Requirement: Print the following records verbatim, reproducing every line without any changes.

Exercise inputs:
====
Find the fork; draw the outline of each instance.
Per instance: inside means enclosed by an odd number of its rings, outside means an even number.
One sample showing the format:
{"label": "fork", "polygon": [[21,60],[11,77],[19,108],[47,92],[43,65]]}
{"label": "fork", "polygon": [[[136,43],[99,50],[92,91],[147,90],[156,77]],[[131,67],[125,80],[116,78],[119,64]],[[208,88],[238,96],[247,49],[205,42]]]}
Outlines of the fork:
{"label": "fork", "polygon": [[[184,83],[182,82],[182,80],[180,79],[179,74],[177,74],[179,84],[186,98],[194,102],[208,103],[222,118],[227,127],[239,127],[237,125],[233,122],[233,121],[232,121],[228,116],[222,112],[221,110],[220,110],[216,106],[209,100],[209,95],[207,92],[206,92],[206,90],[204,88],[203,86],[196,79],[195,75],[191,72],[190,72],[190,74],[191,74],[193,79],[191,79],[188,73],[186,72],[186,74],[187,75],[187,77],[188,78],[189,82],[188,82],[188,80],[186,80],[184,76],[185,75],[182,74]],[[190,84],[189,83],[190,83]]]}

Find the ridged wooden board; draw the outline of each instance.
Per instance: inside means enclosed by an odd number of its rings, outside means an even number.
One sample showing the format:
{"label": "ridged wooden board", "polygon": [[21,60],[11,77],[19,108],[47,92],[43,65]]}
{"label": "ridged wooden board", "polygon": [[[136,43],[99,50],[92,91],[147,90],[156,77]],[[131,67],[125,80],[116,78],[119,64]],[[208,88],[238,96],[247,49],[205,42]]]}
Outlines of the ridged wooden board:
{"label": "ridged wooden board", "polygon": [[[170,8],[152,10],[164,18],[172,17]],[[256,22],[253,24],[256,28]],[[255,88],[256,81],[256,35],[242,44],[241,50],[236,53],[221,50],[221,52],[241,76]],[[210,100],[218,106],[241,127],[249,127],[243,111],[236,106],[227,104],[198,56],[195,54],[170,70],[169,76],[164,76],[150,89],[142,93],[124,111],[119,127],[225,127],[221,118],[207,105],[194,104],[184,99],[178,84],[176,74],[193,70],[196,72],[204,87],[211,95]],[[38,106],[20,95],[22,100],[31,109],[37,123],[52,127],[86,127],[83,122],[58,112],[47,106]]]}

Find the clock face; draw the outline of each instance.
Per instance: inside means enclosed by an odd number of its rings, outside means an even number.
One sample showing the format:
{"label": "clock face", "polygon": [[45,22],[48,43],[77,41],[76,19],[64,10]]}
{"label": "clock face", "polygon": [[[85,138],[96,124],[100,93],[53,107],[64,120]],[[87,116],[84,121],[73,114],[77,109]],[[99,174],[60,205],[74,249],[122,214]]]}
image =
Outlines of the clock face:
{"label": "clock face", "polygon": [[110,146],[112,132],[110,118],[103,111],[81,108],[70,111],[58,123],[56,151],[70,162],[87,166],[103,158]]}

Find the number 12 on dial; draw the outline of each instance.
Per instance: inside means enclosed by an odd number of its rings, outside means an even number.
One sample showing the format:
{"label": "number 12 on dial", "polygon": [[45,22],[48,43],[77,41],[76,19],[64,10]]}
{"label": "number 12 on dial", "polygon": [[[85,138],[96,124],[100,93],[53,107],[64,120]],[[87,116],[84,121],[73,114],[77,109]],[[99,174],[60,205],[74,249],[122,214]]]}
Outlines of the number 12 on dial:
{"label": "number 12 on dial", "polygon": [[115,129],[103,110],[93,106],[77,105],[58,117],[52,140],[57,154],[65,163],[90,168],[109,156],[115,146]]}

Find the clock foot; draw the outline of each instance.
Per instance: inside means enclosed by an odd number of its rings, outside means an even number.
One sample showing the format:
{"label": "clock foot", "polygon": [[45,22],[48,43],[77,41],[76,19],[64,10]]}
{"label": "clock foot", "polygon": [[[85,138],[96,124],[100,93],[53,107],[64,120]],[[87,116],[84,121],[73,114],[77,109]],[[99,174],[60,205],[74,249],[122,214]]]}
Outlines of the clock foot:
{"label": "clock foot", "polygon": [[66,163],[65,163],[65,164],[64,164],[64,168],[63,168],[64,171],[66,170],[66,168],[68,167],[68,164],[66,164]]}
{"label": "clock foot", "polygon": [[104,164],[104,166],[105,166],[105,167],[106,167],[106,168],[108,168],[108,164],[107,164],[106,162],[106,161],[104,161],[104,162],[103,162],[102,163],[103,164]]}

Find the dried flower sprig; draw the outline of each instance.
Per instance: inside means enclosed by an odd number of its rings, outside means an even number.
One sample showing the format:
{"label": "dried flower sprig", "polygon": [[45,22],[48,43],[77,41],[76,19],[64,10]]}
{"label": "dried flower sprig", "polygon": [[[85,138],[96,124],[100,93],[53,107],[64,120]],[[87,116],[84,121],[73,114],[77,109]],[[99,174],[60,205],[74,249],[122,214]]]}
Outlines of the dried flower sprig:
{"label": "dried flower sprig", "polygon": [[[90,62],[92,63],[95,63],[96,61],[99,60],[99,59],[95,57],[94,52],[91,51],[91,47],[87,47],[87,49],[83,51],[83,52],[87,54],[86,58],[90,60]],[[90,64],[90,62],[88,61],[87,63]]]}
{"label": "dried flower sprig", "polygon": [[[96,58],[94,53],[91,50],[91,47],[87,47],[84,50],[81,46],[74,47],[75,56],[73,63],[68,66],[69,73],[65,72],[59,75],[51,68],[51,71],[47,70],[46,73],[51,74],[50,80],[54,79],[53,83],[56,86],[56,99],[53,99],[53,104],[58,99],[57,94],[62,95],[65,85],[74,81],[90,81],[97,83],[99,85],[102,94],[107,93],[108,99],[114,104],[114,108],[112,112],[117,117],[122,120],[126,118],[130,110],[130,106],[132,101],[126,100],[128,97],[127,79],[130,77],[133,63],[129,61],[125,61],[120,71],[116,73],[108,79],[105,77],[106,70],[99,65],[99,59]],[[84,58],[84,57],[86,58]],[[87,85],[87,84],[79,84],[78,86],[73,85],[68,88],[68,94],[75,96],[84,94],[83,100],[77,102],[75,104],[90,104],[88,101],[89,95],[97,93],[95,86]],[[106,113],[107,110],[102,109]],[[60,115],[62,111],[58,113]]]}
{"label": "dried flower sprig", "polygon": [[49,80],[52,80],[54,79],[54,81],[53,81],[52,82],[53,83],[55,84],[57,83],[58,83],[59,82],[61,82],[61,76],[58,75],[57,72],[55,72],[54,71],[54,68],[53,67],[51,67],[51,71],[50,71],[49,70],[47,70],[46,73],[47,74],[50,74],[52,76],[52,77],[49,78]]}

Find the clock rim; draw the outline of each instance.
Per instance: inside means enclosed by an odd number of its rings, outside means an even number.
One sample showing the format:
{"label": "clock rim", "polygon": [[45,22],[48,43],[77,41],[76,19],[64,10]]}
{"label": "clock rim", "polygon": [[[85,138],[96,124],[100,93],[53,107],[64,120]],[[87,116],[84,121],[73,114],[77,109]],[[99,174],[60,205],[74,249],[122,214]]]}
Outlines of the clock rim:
====
Exercise answer:
Find the fork; draw the outline of each instance.
Per instance: inside means enclosed by an odd number of its rings, outside means an even number.
One sample showing the format:
{"label": "fork", "polygon": [[21,60],[11,77],[19,108],[47,92],[43,65]]}
{"label": "fork", "polygon": [[[136,43],[99,50],[92,91],[147,90],[156,77]],[[131,67],[125,80],[116,78],[119,64]],[[208,88],[238,96],[247,49],[205,42]]]}
Outlines of the fork:
{"label": "fork", "polygon": [[[184,83],[182,82],[182,80],[180,79],[179,74],[177,74],[179,84],[186,98],[194,102],[208,103],[222,118],[227,127],[239,127],[237,125],[233,122],[233,121],[232,121],[228,116],[222,112],[221,110],[220,110],[216,106],[209,100],[209,95],[207,92],[206,92],[206,90],[204,88],[203,86],[196,79],[195,75],[191,72],[190,72],[190,74],[191,74],[193,79],[191,79],[188,73],[186,72],[186,74],[187,75],[187,77],[188,78],[189,82],[188,82],[188,80],[186,80],[184,76],[185,75],[182,74]],[[190,84],[189,83],[190,83]]]}

Find the ridged wooden board; draw the outline of each instance.
Per instance: inside means enclosed by an odd number of its rings, outside means an even number.
One sample showing the format:
{"label": "ridged wooden board", "polygon": [[21,60],[11,77],[19,108],[47,92],[43,65]]}
{"label": "ridged wooden board", "polygon": [[[136,43],[99,50],[92,91],[147,90],[156,77]],[[131,67],[125,80],[116,78],[119,64]],[[208,88],[238,96],[247,49],[205,42]]]}
Outlines of the ridged wooden board:
{"label": "ridged wooden board", "polygon": [[[170,8],[152,10],[164,18],[172,17]],[[256,22],[253,24],[256,28]],[[255,88],[256,81],[256,35],[242,44],[241,50],[236,53],[221,50],[221,52],[241,76]],[[210,100],[218,106],[241,127],[249,127],[243,111],[236,106],[227,104],[198,56],[195,54],[170,70],[169,76],[164,76],[150,89],[142,93],[124,111],[119,127],[225,127],[221,118],[207,105],[194,104],[184,99],[178,84],[176,74],[193,70],[196,72],[204,87],[211,95]],[[38,106],[20,95],[22,100],[31,109],[37,123],[52,127],[86,127],[83,122],[58,112],[47,106]]]}

Find the clock face; draw the outline of each instance.
Per instance: inside means enclosed by an odd number of its rings, outside means an even number.
One sample showing the format:
{"label": "clock face", "polygon": [[45,22],[48,43],[77,41],[76,19],[64,10]]}
{"label": "clock face", "polygon": [[[85,138],[96,124],[100,93],[53,107],[64,120]],[[87,116],[84,121],[73,114],[77,109]],[[99,174],[60,205],[74,249],[122,214]]]}
image =
Outlines of the clock face:
{"label": "clock face", "polygon": [[110,146],[112,132],[110,118],[103,111],[81,108],[70,111],[58,123],[56,151],[70,162],[87,166],[103,158]]}

Find the number 12 on dial; draw the outline of each instance.
Per instance: inside means enclosed by an odd number of its rings, outside means an even number.
One sample showing the format:
{"label": "number 12 on dial", "polygon": [[45,22],[48,43],[77,41],[76,19],[64,10]]}
{"label": "number 12 on dial", "polygon": [[[85,138],[96,124],[100,93],[53,107],[64,120]],[[87,116],[84,121],[73,114],[77,109]],[[99,174],[60,205],[74,249],[122,214]]]}
Outlines of the number 12 on dial:
{"label": "number 12 on dial", "polygon": [[115,129],[103,110],[93,106],[77,105],[58,117],[52,140],[57,154],[65,163],[90,168],[109,156],[115,146]]}

Find the clock foot; draw the outline of each instance.
Per instance: inside means enclosed by an odd number of its rings, outside means an even number.
One sample showing the format:
{"label": "clock foot", "polygon": [[45,22],[48,43],[77,41],[76,19],[64,10]]}
{"label": "clock foot", "polygon": [[[85,138],[96,124],[100,93],[53,107],[64,120]],[[87,116],[84,121],[73,114],[77,109]],[[99,174],[60,205],[74,249],[122,214]]]}
Outlines of the clock foot:
{"label": "clock foot", "polygon": [[66,163],[65,163],[65,164],[64,164],[64,168],[63,168],[64,171],[66,170],[66,168],[68,167],[68,164],[66,164]]}
{"label": "clock foot", "polygon": [[104,164],[104,166],[105,166],[105,167],[106,167],[106,168],[108,168],[108,164],[107,164],[106,162],[106,161],[104,161],[104,162],[103,162],[102,163],[103,164]]}

Find the dried flower sprig; draw the outline of each instance.
Per instance: inside means enclosed by an odd number of its rings, outside means an even number.
One sample showing the format:
{"label": "dried flower sprig", "polygon": [[45,22],[48,43],[77,41],[76,19],[64,10]]}
{"label": "dried flower sprig", "polygon": [[[85,138],[96,124],[100,93],[53,107],[64,120]],[[87,116],[84,121],[73,114],[77,109]],[[99,174],[60,205],[74,249],[122,214]]]}
Outlines of the dried flower sprig:
{"label": "dried flower sprig", "polygon": [[[90,62],[92,63],[95,63],[96,61],[99,60],[99,59],[95,57],[94,52],[91,51],[91,47],[87,47],[87,49],[83,51],[83,52],[87,54],[86,58],[90,60]],[[90,64],[90,62],[88,61],[87,63]]]}
{"label": "dried flower sprig", "polygon": [[[96,58],[94,53],[91,50],[91,47],[87,47],[84,50],[81,46],[74,47],[75,56],[73,63],[68,66],[69,73],[65,72],[59,75],[51,68],[51,71],[47,70],[46,73],[51,74],[50,80],[54,79],[53,83],[56,86],[56,99],[53,99],[53,104],[58,99],[57,94],[62,95],[65,85],[74,81],[90,81],[97,83],[99,85],[102,94],[107,93],[108,99],[114,104],[114,108],[112,112],[117,117],[122,120],[126,118],[130,110],[130,106],[132,101],[126,100],[128,97],[127,79],[130,77],[133,63],[129,61],[125,61],[120,71],[116,73],[108,79],[105,77],[106,70],[99,65],[99,59]],[[84,58],[84,57],[86,58]],[[87,85],[87,84],[79,84],[78,86],[73,85],[68,88],[68,94],[75,96],[84,94],[83,100],[77,102],[75,104],[90,104],[88,101],[89,95],[97,93],[95,86]],[[106,113],[107,110],[102,109]],[[60,115],[62,111],[58,113]]]}
{"label": "dried flower sprig", "polygon": [[49,80],[52,80],[54,79],[54,81],[53,81],[52,82],[53,83],[55,84],[57,83],[58,83],[59,82],[61,82],[61,76],[58,75],[57,72],[55,72],[54,71],[54,68],[53,67],[51,67],[51,71],[50,71],[49,70],[47,70],[46,73],[47,74],[50,74],[52,76],[52,77],[49,78]]}

Find the clock rim; draw the outline of each instance.
Per instance: inside means enclosed by an odd number of its rings, outside means an even number.
One sample showing the format:
{"label": "clock rim", "polygon": [[45,22],[48,43],[77,41],[76,19],[64,10]]}
{"label": "clock rim", "polygon": [[[85,138],[96,124],[100,93],[53,107],[64,120]],[[87,116],[84,121],[73,114],[77,109]],[[99,174],[60,205],[74,249],[122,214]]]}
Outlines of the clock rim:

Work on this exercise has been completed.